= Task prompt =
Gather every line in the items below that contains the string "ball". Matching is case-sensitive.

= Extracted material =
·····

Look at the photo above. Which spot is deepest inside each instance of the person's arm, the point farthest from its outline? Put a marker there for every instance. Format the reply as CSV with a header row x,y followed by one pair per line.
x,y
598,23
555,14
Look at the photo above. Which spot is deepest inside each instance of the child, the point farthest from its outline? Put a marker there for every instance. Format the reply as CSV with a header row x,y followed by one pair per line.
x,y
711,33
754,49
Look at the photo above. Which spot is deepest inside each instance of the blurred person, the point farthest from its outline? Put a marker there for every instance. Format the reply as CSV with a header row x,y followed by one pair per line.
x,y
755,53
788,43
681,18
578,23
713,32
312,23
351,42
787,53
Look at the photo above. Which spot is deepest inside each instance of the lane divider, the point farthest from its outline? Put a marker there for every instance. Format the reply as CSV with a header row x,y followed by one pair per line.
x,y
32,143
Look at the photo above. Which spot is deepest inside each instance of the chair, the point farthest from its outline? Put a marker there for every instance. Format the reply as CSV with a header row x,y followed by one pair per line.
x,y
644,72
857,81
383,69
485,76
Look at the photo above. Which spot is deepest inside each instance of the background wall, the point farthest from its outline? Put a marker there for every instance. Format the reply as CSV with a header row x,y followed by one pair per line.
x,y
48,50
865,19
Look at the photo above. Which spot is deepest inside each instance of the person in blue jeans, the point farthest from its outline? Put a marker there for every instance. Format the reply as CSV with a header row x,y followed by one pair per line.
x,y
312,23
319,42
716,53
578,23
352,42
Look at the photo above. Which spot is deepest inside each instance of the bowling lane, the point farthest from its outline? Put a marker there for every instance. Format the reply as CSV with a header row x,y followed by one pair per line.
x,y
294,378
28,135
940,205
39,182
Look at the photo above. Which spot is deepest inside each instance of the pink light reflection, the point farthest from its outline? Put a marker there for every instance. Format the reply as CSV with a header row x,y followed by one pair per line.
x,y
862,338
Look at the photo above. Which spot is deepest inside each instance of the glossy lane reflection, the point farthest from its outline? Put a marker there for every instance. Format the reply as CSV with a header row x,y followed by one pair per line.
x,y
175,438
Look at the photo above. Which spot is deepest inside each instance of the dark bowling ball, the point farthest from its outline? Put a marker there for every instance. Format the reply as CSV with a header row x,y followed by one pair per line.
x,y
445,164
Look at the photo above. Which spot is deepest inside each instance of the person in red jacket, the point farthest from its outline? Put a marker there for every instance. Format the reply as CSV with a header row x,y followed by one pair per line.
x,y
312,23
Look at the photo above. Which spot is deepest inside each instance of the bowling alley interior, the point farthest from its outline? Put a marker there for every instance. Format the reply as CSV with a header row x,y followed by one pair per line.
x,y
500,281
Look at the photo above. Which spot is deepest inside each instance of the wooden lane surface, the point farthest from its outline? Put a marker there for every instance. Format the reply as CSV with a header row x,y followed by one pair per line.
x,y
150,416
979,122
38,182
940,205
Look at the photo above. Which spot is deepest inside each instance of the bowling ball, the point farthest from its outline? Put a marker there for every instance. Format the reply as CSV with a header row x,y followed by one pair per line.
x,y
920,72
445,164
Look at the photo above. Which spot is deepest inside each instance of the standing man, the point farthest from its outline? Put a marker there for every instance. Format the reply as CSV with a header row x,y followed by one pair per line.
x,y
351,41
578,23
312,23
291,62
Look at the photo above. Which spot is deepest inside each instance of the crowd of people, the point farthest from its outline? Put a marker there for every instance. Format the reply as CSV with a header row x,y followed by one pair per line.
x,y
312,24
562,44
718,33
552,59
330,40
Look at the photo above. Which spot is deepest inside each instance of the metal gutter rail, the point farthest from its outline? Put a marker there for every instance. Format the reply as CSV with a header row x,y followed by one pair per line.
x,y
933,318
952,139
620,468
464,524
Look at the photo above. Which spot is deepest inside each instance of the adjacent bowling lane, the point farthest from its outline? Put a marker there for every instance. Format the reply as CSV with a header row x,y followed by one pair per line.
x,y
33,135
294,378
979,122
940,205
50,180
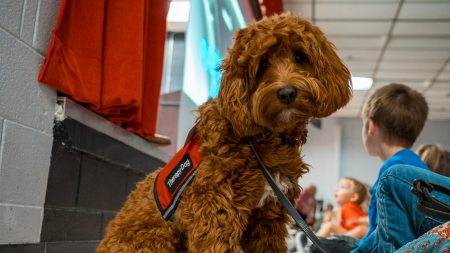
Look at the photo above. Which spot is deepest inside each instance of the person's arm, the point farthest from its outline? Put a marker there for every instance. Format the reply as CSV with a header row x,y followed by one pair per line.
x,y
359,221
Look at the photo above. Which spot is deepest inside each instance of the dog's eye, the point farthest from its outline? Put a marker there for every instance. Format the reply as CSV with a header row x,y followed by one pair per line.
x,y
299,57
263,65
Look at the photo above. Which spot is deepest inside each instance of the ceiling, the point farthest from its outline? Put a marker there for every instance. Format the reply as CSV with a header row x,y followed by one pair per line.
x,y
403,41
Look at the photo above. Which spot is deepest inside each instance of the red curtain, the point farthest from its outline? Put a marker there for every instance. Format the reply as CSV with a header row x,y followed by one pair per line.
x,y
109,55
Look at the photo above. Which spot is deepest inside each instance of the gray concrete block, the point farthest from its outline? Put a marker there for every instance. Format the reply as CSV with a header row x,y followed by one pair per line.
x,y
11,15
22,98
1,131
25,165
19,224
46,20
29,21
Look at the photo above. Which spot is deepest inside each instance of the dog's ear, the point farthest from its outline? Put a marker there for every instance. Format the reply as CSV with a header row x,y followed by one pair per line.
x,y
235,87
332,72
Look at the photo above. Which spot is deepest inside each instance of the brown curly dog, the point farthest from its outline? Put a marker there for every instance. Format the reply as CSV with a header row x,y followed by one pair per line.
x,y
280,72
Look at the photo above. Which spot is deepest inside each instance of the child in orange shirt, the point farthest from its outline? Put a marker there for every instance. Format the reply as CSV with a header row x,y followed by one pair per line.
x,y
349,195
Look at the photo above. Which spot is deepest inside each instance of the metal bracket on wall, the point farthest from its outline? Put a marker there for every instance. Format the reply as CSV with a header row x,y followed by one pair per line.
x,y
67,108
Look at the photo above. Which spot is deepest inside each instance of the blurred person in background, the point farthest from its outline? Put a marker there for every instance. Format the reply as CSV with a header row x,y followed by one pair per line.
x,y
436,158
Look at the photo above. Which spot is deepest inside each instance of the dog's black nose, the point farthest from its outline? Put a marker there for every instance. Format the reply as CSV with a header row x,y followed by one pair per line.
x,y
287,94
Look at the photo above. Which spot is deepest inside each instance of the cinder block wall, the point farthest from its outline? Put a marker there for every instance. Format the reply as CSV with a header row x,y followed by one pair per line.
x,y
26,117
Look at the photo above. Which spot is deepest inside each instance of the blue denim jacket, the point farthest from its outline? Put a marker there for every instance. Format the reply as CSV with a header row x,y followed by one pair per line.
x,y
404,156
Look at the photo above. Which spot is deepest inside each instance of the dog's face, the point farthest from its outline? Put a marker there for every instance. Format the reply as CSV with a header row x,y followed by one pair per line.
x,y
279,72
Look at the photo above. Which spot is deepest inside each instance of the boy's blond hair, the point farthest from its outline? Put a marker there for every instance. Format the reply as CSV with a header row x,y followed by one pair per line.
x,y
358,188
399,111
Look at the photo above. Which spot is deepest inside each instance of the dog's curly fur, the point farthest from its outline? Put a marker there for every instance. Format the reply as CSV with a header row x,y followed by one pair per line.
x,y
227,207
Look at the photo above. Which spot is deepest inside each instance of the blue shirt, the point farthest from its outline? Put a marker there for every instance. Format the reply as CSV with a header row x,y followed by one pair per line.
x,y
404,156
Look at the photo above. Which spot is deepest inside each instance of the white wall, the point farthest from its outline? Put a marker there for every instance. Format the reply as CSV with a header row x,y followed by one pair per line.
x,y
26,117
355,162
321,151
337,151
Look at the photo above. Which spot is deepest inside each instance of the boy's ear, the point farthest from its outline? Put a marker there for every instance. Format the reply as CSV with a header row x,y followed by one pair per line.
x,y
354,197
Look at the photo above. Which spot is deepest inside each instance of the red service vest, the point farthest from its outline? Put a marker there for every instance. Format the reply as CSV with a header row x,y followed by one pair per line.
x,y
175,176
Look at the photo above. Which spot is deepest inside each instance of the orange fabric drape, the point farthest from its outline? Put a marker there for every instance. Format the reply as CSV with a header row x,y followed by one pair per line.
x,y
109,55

·····

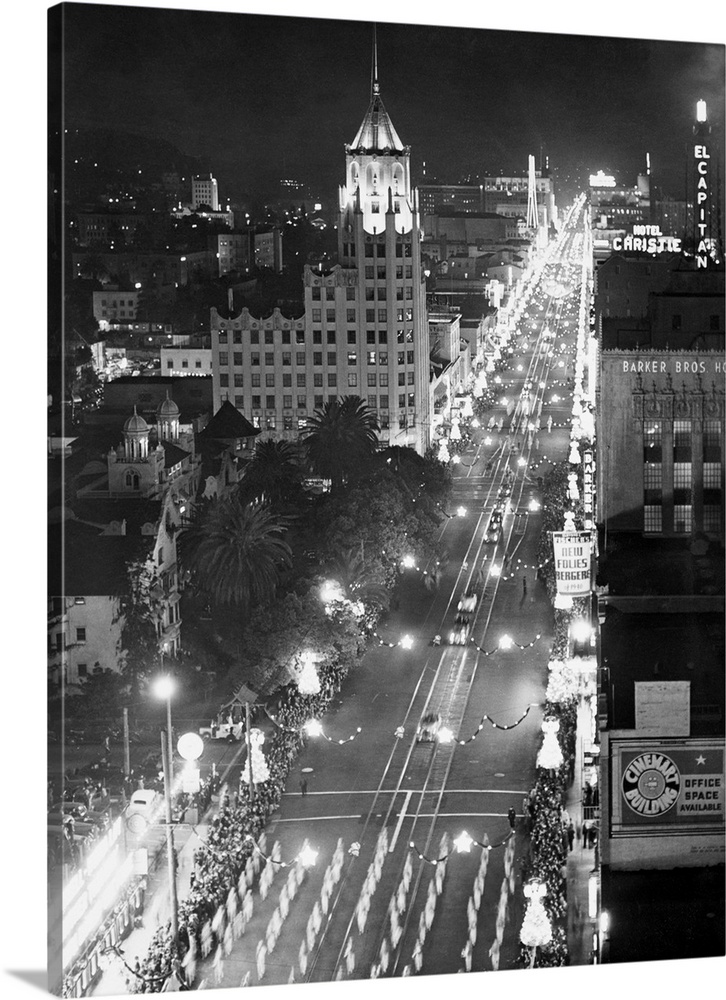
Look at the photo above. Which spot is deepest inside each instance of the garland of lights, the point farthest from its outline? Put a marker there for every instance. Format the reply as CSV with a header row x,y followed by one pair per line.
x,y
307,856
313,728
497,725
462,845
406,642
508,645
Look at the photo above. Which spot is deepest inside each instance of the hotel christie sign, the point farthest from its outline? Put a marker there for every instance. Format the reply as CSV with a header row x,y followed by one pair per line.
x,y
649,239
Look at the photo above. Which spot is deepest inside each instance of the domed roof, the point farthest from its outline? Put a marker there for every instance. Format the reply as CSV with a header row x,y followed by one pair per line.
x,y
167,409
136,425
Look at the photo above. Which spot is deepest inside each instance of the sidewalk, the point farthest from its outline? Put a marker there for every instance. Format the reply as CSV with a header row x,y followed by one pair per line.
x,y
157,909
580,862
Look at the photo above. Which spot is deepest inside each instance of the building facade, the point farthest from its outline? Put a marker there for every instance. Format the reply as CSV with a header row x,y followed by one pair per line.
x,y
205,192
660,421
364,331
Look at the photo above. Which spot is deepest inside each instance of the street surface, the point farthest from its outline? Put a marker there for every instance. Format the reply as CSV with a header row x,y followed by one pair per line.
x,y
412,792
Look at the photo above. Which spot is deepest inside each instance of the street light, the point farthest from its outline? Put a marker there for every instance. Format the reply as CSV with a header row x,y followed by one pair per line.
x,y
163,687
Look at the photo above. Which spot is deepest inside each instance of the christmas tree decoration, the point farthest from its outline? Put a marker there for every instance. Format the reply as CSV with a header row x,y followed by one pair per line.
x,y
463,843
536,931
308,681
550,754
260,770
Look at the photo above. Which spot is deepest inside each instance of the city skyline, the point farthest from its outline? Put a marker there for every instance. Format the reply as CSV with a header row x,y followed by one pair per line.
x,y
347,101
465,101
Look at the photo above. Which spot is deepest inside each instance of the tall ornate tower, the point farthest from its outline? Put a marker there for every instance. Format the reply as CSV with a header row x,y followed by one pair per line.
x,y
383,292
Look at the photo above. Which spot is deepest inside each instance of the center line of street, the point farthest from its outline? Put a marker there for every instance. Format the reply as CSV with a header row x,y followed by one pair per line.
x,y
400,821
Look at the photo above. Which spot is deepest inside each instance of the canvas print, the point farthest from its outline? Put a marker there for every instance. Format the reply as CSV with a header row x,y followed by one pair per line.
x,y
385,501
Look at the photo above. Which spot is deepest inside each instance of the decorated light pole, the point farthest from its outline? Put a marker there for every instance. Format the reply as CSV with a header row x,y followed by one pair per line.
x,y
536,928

·····

= Expected output =
Look at the photo above. Which spot is deepest inside each instance of the dark bowling ball, the point farthest from its outline? Put a marker there for every instance. Format the reply as CSV with a header row x,y followed by one pair per line.
Look at the photo above. Which spot is deepest inside each instance of the bowling ball, the point farthest from its outline? Put a marker there for every instance. Format the reply as CSV with a header row x,y followed by one pair per line.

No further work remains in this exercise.